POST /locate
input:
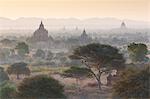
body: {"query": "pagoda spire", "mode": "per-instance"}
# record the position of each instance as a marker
(41, 25)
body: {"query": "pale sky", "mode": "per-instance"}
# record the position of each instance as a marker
(122, 9)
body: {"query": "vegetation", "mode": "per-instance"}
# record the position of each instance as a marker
(18, 69)
(22, 48)
(3, 75)
(40, 53)
(40, 87)
(98, 57)
(7, 90)
(133, 83)
(50, 55)
(77, 72)
(138, 52)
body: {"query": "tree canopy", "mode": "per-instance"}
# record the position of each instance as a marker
(77, 72)
(40, 87)
(40, 53)
(137, 52)
(22, 48)
(99, 56)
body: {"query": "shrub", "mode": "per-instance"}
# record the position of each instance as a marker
(40, 87)
(18, 69)
(7, 90)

▶ STATED EXERCISE
Return every line of the entries above verbatim, from start to finish, but leave out the picture.

▶ ANSWER IN FULL
POST /locate
input:
body: {"query": "pagoda spire", "mode": "per-instance"}
# record the position of each instance as a marker
(41, 25)
body: {"query": "pale sky", "mode": "per-instance"}
# record the position of each instance as a marker
(122, 9)
body: {"query": "vegetation", "mode": "per-instance"}
# record the position of each instance as a marker
(18, 69)
(22, 48)
(3, 75)
(40, 53)
(40, 87)
(98, 57)
(7, 90)
(133, 83)
(50, 55)
(77, 72)
(138, 52)
body: {"query": "tree canopy", "mode": "per-instance"}
# record the position of each instance as a marker
(77, 72)
(40, 87)
(40, 53)
(137, 52)
(22, 48)
(99, 56)
body: {"query": "shrub", "mode": "per-instance"}
# record the position of each instance as a marker
(40, 87)
(18, 69)
(7, 90)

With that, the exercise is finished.